(INFORMATION Opens)
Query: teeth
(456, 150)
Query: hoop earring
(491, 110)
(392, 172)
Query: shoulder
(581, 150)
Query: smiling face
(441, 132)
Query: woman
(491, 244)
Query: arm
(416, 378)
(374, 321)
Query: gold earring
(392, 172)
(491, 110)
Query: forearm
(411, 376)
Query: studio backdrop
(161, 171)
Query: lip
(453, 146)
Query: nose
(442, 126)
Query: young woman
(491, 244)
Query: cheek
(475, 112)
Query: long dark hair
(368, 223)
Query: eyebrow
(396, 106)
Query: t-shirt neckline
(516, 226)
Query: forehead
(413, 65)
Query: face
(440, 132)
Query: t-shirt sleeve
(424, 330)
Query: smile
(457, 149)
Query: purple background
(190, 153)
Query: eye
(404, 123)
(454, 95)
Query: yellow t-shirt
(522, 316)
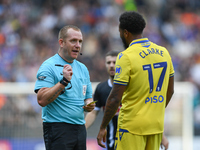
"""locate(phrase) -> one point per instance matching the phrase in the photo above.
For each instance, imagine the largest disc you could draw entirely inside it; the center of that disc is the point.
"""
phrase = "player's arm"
(89, 106)
(170, 90)
(112, 105)
(90, 118)
(164, 142)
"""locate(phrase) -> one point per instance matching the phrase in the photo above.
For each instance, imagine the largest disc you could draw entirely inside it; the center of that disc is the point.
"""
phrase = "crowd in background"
(29, 35)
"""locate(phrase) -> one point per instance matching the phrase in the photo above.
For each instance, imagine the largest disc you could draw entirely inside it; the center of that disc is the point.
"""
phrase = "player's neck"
(111, 80)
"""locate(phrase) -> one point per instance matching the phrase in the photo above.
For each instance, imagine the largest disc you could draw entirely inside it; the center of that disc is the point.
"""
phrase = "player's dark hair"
(132, 21)
(112, 53)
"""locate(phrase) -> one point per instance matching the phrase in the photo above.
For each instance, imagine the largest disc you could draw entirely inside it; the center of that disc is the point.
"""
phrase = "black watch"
(63, 82)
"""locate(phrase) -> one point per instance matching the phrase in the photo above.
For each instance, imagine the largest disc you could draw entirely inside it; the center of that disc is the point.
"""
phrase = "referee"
(64, 91)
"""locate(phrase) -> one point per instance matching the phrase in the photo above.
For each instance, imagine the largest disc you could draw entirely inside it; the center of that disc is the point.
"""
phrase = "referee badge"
(84, 89)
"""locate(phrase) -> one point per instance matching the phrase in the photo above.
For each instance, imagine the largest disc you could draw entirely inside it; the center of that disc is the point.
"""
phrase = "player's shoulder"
(80, 64)
(102, 84)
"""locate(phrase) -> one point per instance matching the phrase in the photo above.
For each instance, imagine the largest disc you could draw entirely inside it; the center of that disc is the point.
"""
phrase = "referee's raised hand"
(67, 72)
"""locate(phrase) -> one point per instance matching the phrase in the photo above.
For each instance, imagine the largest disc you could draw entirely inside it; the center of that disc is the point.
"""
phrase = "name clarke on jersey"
(143, 53)
(155, 99)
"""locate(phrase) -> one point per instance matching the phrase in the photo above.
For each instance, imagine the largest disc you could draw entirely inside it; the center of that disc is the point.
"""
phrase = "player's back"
(145, 68)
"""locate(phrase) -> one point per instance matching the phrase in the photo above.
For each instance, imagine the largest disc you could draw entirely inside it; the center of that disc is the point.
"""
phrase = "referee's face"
(110, 65)
(72, 44)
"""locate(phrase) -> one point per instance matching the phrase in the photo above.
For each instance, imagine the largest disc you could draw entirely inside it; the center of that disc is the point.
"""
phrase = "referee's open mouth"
(75, 51)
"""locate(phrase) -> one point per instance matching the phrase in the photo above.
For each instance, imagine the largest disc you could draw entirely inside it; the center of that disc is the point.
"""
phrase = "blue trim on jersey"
(171, 75)
(119, 82)
(143, 41)
(123, 130)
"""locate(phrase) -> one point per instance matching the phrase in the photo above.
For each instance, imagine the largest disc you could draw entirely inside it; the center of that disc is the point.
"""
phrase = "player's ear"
(60, 41)
(126, 33)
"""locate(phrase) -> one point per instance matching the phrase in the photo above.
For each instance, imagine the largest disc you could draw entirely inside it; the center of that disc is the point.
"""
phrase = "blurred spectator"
(28, 32)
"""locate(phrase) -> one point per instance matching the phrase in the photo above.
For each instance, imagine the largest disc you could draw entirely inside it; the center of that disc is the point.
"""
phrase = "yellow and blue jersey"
(145, 68)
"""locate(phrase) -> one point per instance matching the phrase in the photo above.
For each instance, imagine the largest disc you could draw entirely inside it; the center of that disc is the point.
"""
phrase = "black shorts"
(64, 136)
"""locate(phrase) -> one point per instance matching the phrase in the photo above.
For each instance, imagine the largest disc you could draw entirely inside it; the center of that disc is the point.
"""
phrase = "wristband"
(63, 82)
(66, 80)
(INFORMATION Closes)
The answer must be the data above, repeated exactly, with no pictures.

> _WRITTEN RESPONSE_:
Query: teeth
(456, 150)
Query: hoop earring
(491, 110)
(392, 172)
Query: shoulder
(581, 150)
Query: smiling face
(441, 132)
Query: woman
(491, 244)
Query: arm
(416, 378)
(374, 321)
Query: gold earring
(392, 172)
(491, 110)
Query: forearm
(411, 376)
Query: studio backdrop
(161, 171)
Query: lip
(453, 146)
Query: nose
(442, 126)
Query: young woman
(491, 244)
Query: cheek
(475, 112)
Query: long dark hair
(368, 223)
Query: eyebrow
(396, 106)
Query: t-shirt neckline
(516, 226)
Query: forehead
(413, 65)
Query: face
(440, 132)
Query: t-shirt sleeve
(424, 330)
Query: smile
(457, 149)
Query: purple background
(190, 153)
Query: eye
(404, 123)
(454, 95)
Query: yellow t-shirt
(522, 316)
"""locate(phrase) -> one point per instance matching the phrase in the photo above.
For each instance, imagine the largest disc you could draw entirely inside it; the center of that disc is the point.
"""
phrase = "player's arm"
(89, 106)
(170, 90)
(112, 105)
(90, 118)
(164, 142)
"""locate(phrase) -> one point per instance matching the phrase in the photo above.
For each instance, imagine the largest disc you could draw entirely inside it; the center of that disc is the point.
"""
phrase = "crowd in background"
(29, 35)
"""locate(phrase) -> one point per instance matching the phrase in the photo above.
For each instance, imagine the largest disc you could draw entirely inside it; the center of that disc is the point.
"""
phrase = "player's neck"
(111, 80)
"""locate(phrase) -> one point per instance matching the phrase in the photo above.
For each instance, imagine the largest disc you could draw entirely inside it; the center of that disc is the point.
"""
phrase = "player's dark hair"
(132, 21)
(112, 53)
"""locate(phrase) -> one point per instance matching the phrase in the photo above.
For each instance, imagine the largest disc you could draw entirely inside it; the center of that disc is the point.
"""
phrase = "black watch"
(63, 82)
"""locate(phrase) -> one point per instance matching the phrase in the photo above.
For each instance, imagine the largest disc you could draw entirely inside it; the center of that disc is the point.
"""
phrase = "referee"
(64, 91)
"""locate(phrase) -> one point per instance matching the phrase in the photo above.
For each instance, imagine the largest disc you could draw entirely inside it; the center of that disc is the point.
"""
phrase = "referee badge"
(84, 89)
"""locate(phrase) -> one point per instance matching the phrase in the photo above.
For each instance, imagine the largest disc you could draw entirely inside it; the center of that disc is the point.
"""
phrase = "player's shoulder"
(80, 64)
(102, 84)
"""locate(phrase) -> one point per instance matching the phrase in the photo above.
For each instance, imagine the largest disc you could draw entirely inside it; the center of that disc is the point.
"""
phrase = "referee's raised hand"
(67, 72)
"""locate(phrase) -> one point per instance matching the phrase in the photo above.
For each instance, imagine the largest disc you could draw entirely inside it; the center of that disc is the point.
"""
phrase = "name clarke on jersey"
(143, 53)
(155, 99)
"""locate(phrase) -> one point per instance matching the phrase in the photo above.
For each instance, imagine the largest disc you could draw entirely inside it; the center of that disc is the point.
"""
phrase = "player's back"
(145, 68)
"""locate(phrase) -> one point per instance matching the phrase in the photo above.
For each instance, imagine the largest disc you could draw entirely inside it; the center of that disc is the point.
"""
phrase = "referee's face"
(110, 65)
(72, 44)
"""locate(phrase) -> one point per instance matching the phrase in the photo above.
For each instance, imagine the largest disc you could draw entirely inside it; the center of that disc is the point.
"""
phrase = "referee's open mouth"
(75, 51)
"""locate(phrase) -> one point per instance matching the phrase in the photo above.
For each instance, imagine the largest disc you could draw entirely inside it; the center of that disc is the point.
"""
phrase = "blue trim on jersey"
(171, 75)
(119, 82)
(143, 41)
(123, 130)
"""locate(phrase) -> one point per instance matching the phrase in the photo above.
For each instance, imagine the largest disc you could draw entirely inside it; the center of that disc is the point.
"""
phrase = "player's ear"
(60, 41)
(126, 33)
"""locate(phrase) -> one point per instance matching the phrase in the photo above.
For each instance, imagine the largest disc you could draw entirely inside it; the center of that disc is the point.
"""
phrase = "blurred spectator"
(28, 32)
"""locate(phrase) -> one point per instance matching the phrase in the photo above.
For each instance, imagine the largest disc you could draw entirely inside it; the center of that disc is the point.
"""
phrase = "yellow and blue jersey"
(145, 68)
"""locate(phrase) -> one point per instance matching the phrase in the photo above.
For each instance, imagine the largest disc you could draw entirely inside it; the center of that disc is the point.
"""
phrase = "black shorts"
(64, 136)
"""locate(phrase) -> one point per instance matching the phrase in the photo above.
For each instance, imagine the largest disc you could draw entirely inside it; the center of that disc is the point.
"""
phrase = "wristband"
(63, 82)
(66, 80)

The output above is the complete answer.